─── Texto fornecido ───
Quando Durão Barroso, ao fim do “mês mais longo da década” de Sampaio, como é referido na biografia do ex-chefe de Estado escrita por José Pedro Castanheira, apresentou a demissão, a questão que se punha era aceitar o seu sucessor designado, Santana Lopes, ou usar a “bomba atómica”.
“Pelo seu impacto e pelas consequências políticas potencialmente implicadas, é o mais drástico e relevante dos poderes presidenciais", tinha escrito Sampaio um ano antes, no prefácio ao livro “Portugueses VI”.
Em 09 de julho, Sampaio falou ao país e considerou que a maioria PSD/CDS-PP tinha condições para assegurar a “estabilidade política”, sustentando que a demissão do primeiro-ministro não implicaria eleições antecipadas desde que houvesse um governo com “consistência, vontade e legitimidade políticas”.
Jorge Sampaio deu posse ao governo liderado por Pedro Santana Lopes em 17 de julho, contrariando os apelos da esquerda. O velho amigo Ferro Rodrigues demitiu-se do cargo de secretário-geral do PS, considerando que a decisão foi uma “derrota pessoal e política”.
Outras figuras socialistas, como Mário Soares e Manuel Alegre, também lamentaram a opção do Presidente da República.
Seguiram-se quatro meses em que a atuação do Governo de Santana ficou marcada por palavras como “rocambolesco” e “incidente”, logo desde a cerimónia de tomada de posse, em que Paulo Portas foi surpreendido ao saber no momento que iria assumir a pasta do Mar, juntamente com a Defesa.
Polémicas na comunicação social, como o afastamento de Marcelo Rebelo de Sousa do seu lugar de comentador na TVI na sequência de críticas do então ministro Gomes da Silva, o atraso na colocação de professores no início do ano letivo e o uso da Marinha para repelir o “barco do aborto” foram alguns dos casos que marcaram os meses do governo de Santana.
Para Jorge Sampaio, a gota de água chegou em finais de novembro, quando o ministro Henrique Chaves passou de adjunto do primeiro-ministro a titular do Desporto.
Dias depois de tomar posse, Henrique Chaves, um dos ministros mais próximos de Santana Lopes, demitiu-se, acusando o primeiro-ministro de “grave inversão dos valores de lealdade e verdade”.
─── Informação extraída ───
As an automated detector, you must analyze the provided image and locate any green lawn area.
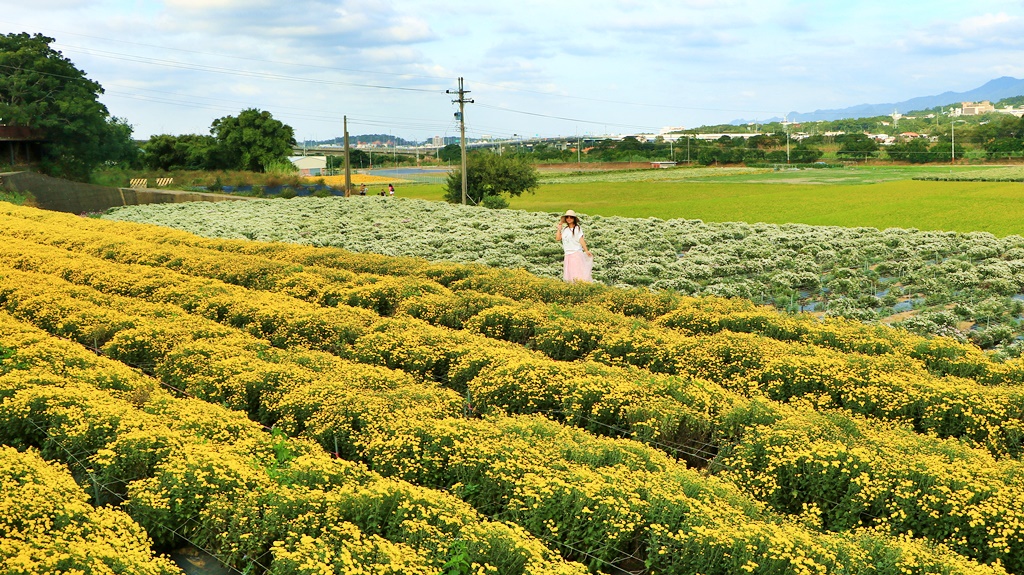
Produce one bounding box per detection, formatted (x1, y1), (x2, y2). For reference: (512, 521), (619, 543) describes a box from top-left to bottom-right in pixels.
(400, 166), (1024, 236)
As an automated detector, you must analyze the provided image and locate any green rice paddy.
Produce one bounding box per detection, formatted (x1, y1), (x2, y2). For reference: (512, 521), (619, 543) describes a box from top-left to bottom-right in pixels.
(400, 166), (1024, 236)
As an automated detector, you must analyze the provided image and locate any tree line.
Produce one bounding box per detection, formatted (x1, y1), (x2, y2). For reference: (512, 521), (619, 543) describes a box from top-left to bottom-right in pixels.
(0, 33), (295, 181)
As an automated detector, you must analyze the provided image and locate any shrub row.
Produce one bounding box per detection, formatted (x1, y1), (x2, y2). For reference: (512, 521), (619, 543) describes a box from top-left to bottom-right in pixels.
(0, 315), (585, 575)
(7, 266), (1021, 567)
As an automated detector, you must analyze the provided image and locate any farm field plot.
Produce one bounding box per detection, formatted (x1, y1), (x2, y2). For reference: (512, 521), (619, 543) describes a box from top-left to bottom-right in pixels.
(6, 199), (1024, 575)
(105, 194), (1024, 354)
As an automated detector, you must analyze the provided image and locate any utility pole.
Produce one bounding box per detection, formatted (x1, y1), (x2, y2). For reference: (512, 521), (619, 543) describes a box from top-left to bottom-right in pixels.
(444, 76), (473, 205)
(342, 116), (352, 197)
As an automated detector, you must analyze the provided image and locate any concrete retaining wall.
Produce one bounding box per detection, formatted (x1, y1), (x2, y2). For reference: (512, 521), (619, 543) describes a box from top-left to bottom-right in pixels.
(0, 172), (252, 214)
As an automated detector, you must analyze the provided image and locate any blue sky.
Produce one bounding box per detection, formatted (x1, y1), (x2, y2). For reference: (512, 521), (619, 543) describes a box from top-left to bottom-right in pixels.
(0, 0), (1024, 140)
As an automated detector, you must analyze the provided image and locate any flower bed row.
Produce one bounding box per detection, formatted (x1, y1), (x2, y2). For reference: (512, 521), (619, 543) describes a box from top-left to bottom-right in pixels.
(0, 314), (585, 575)
(4, 261), (1020, 562)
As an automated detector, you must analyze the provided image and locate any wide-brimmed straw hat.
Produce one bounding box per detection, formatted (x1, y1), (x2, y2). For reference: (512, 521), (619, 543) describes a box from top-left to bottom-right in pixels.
(559, 210), (580, 223)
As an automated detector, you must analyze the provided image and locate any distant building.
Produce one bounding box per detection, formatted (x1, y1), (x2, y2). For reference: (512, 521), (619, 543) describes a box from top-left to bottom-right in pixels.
(288, 156), (327, 176)
(0, 124), (46, 166)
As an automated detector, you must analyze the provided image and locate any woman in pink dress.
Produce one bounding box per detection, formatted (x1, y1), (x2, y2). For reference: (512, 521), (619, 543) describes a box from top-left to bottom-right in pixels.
(555, 210), (594, 281)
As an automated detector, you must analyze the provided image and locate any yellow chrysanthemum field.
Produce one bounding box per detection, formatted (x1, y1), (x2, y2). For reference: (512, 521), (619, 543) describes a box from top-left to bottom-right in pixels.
(0, 198), (1024, 575)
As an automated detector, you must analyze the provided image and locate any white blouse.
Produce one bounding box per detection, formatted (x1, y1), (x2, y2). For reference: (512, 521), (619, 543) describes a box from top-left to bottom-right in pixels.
(562, 226), (583, 254)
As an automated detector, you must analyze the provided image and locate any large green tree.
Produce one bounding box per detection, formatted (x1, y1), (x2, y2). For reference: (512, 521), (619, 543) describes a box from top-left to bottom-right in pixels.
(144, 134), (217, 170)
(444, 151), (540, 208)
(210, 108), (295, 172)
(0, 33), (137, 181)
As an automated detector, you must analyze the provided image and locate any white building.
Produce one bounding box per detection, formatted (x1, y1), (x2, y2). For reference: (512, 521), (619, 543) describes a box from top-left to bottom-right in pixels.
(288, 156), (327, 176)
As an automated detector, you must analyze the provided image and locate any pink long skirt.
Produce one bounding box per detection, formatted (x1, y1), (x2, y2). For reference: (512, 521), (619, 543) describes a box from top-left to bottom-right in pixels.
(562, 252), (594, 281)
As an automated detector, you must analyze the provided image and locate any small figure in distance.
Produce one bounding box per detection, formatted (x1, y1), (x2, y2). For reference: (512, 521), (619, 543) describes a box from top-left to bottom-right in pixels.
(555, 210), (594, 281)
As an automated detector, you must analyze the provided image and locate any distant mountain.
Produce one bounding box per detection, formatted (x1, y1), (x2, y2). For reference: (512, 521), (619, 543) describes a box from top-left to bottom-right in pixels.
(736, 76), (1024, 124)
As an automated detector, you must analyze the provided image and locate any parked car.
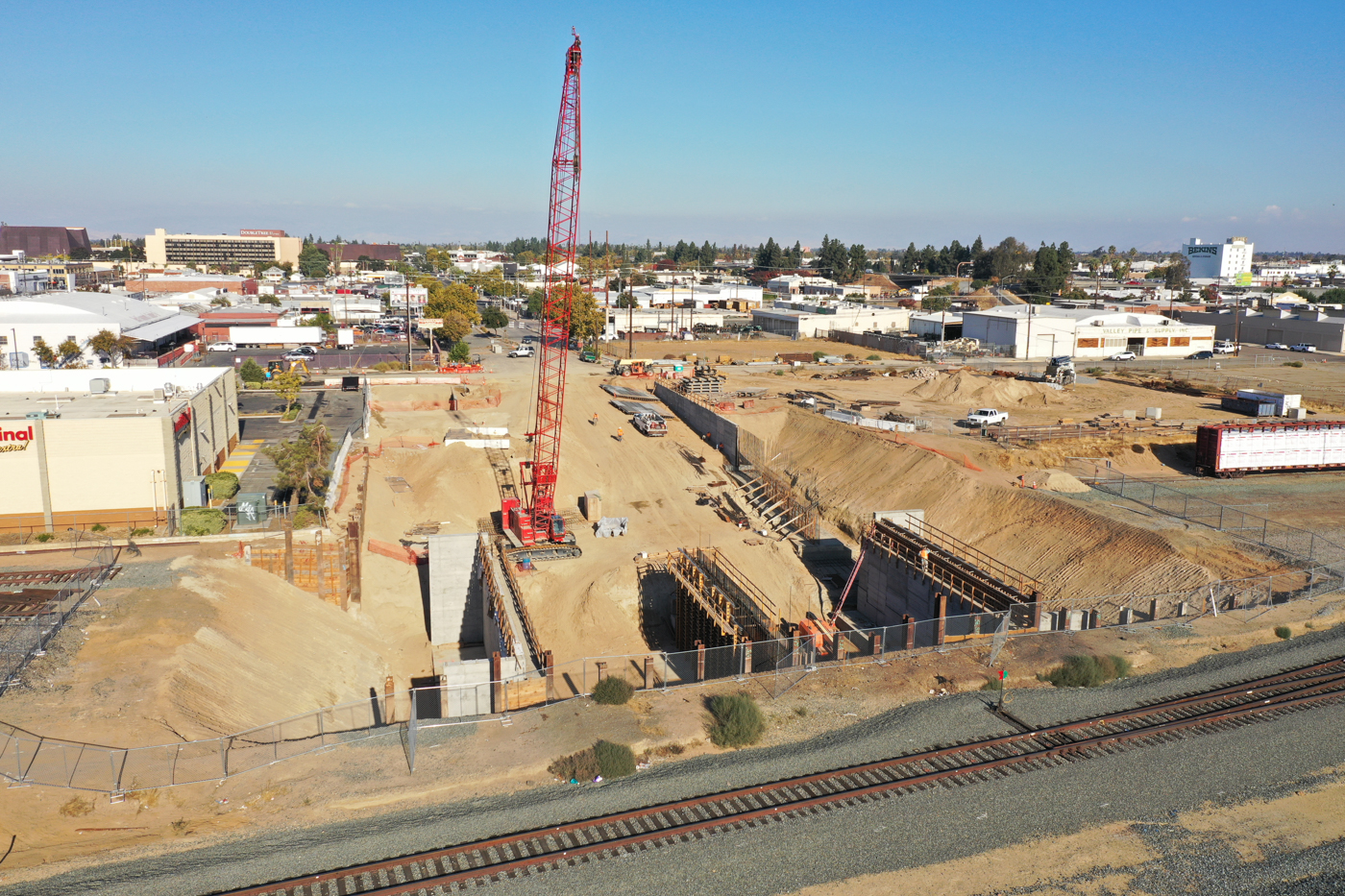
───
## Instruções
[1] Explique, em uma a três frases, por que razão, segundo o texto sobre Jorge Sampaio, a demissão do primeiro-ministro não implicaria eleições antecipadas.
[2] Prossiga o texto sobre Jorge Sampaio a partir da última frase apresentada.
As linhas constituem material independente do texto sobre Jorge Sampaio.

## Respostas por ordem
[1] Sampaio considerou que a maioria PSD/CDS-PP tinha condições para assegurar a "estabilidade política". Por isso, a demissão do primeiro-ministro não implicaria eleições antecipadas, desde que houvesse um governo com "consistência, vontade e legitimidade políticas".

[2]
Jorge Sampaio recebeu em Belém empresários, banqueiros e juristas e, em pouco mais de 48 horas, decidiu dissolver a Assembleia da República, por entender que o executivo já não tinha “as condições políticas indispensáveis para continuar a mobilizar Portugal e os portugueses” e que se tinha esgotado a capacidade da maioria parlamentar para gerar novos governos.
As legislativas foram convocadas para 20 de fevereiro e, pela primeira vez, o PS, liderado por José Sócrates, obteve maioria absoluta.
Visto como um presidente tranquilo, que facilmente demonstrava emoção, Jorge Sampaio deixou declarações que fizeram escola e vieram a ser repetidas anos mais tarde em contextos diferentes, como “há mais vida para além do orçamento” e “a economia é mais do que finanças públicas”, apelos que deixou ao Governo do PSD/CDS-PP ao discursar no parlamento no 25 de Abril de 2003.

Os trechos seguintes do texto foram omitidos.